Published On: Fri, Jun 4th, 2021

Politicians and civil servant must contribute to pension system and SZV-funds, Cft advises

PHILIPSBURG — St. Maarten ought to amend legislation as soon as possible so that civil servants and politicians start paying a 10 percent contribution towards healthcare costs, financial supervisor Cft writes in its advice about the second draft 2021 budget to Finance Minister Ardwell Irion. The measure is necessary to safeguard the future financial viability of the SZV-funds.

The Cft also advises to establish the national decree for the execution of the pension system to enable the 10 percent contribution of participants to the pension fund as well.

The draft budget lists 608 million guilders expenditures, of which 174 million are personnel costs, while 128 million is reserved for corona-related measures.

The personnel costs are 20 million lower than they were in 2020. According to the Cft-advice, this is mainly due to the 25 percent solidarity reduction for ministers and members of parliament and the 12.5 percent cut in the labor conditions for civil servants.

* * * *

What you will do
Reproduce word for word the stretch of the article on the Cft's budget advice from "PHILIPSBURG — St." through "fund as well.".

Records
* * * *

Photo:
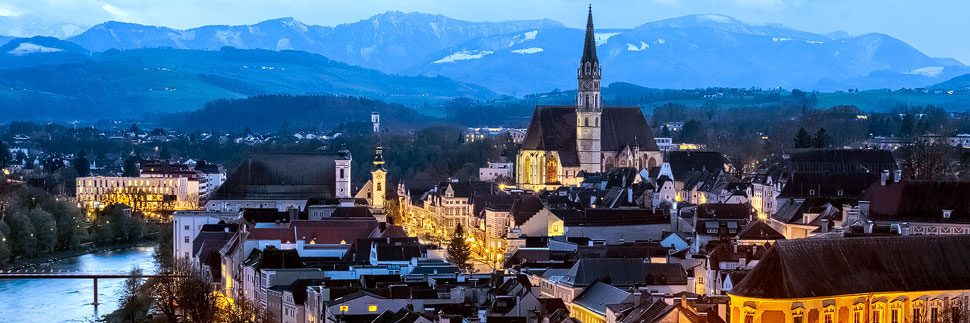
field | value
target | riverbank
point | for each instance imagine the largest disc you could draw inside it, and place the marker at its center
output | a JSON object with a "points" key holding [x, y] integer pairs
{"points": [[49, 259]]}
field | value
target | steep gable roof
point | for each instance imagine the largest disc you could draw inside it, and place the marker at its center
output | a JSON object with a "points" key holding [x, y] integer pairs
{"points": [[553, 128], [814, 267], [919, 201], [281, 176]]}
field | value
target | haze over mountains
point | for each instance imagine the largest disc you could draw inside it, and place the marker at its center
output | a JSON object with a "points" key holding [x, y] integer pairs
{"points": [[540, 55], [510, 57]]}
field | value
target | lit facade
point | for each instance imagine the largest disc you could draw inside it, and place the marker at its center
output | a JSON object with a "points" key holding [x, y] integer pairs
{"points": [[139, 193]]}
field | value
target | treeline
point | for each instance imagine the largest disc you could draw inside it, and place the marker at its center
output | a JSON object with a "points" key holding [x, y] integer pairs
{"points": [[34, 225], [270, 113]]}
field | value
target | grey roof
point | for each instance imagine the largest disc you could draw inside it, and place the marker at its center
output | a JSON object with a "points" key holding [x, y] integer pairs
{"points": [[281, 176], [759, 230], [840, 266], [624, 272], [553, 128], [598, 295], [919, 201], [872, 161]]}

* * * *

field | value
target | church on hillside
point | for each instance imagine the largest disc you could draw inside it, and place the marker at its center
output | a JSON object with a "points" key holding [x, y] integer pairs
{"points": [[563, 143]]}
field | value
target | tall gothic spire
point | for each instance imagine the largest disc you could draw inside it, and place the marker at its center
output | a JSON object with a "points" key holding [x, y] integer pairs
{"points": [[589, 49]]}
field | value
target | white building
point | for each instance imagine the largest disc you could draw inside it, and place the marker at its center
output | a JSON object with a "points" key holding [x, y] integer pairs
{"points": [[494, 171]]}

* * * *

Exercise solution
PHILIPSBURG — St. Maarten ought to amend legislation as soon as possible so that civil servants and politicians start paying a 10 percent contribution towards healthcare costs, financial supervisor Cft writes in its advice about the second draft 2021 budget to Finance Minister Ardwell Irion. The measure is necessary to safeguard the future financial viability of the SZV-funds.

The Cft also advises to establish the national decree for the execution of the pension system to enable the 10 percent contribution of participants to the pension fund as well.